**SELECTION**

────────────────────

Benchmarks are run on an AWS c6i.4xlarge and recommend collators have generally the same reference hardware specified by Parity for Validators.

Non-Collator nodes may have less power, but low memory configurations may lead to out of memory errors.

Build

Local Desktop

  1. Install Rust using the official instructions.

  2. Check out this repository

  3. rust-toolchain.toml specifies the standard toolchain to use. If you have rustup installed, it will automatically install the correct toolchain when you run any cargo command.

  4. Running make check will run cargo checks for all Frequency features. This is the recommended way to check your code before committing. Alternatively, you can run following for specific features:

    make check-no-relay
    make check-local
    make check-testnet
    make check-mainnet
  5. Build Wasm and native code.

    Note, if you get errors complaining about missing dependencies (protobuf, cmake, yarn, node, jq, etc.) install them with your favorite package manager(e.g. Homebrew on macOS) and re-run the command again.

────────────────────

**SET TASKS**
1. List the four make commands that the Frequency build instructions give for checking specific features.
2. Write the next part of the Frequency build instructions, following on from the note about missing dependencies.

────────────────────

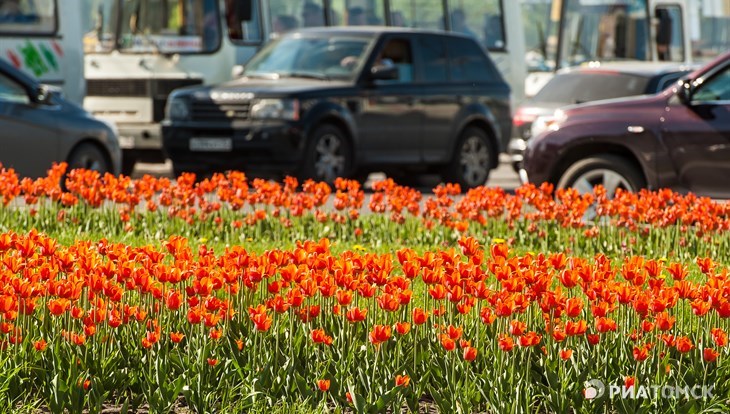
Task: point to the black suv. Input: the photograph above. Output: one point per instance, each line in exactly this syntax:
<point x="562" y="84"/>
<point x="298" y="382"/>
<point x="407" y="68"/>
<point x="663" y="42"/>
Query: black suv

────────────────────

**ANSWERS TO THE TASKS**
1.
make check-no-relay
make check-local
make check-testnet
make check-mainnet

2.
    rustup update
    cargo clean
    make build

    Above will build Frequency with all features. Alternatively you may run following command to build with specific features:

    make build-no-relay
    make build-local
    make build-testnet
    make build-mainnet

    To build local, paseo (testnet) or mainnet features respectively.

At this point you should have ./target/debug directory generated locally with compiled project files. (or ./target/release for make build-*-release)

asdf Support

Frequency optionally supports asdf for managing dependencies of the following tools: Install the required plugins for asdf: Please note that if you use rustup, asdf may conflict and cause issues. It is recommended to use one or the other, but not both for rust.

asdf plugin-add rust
asdf plugin-add make
asdf plugin-add cmake https://github.com/srivathsanmurali/asdf-cmake.git

Install the dependency versions declared in .tool-versions

asdf install

NOTE: asdf does not support clang and it needs to be installed separately.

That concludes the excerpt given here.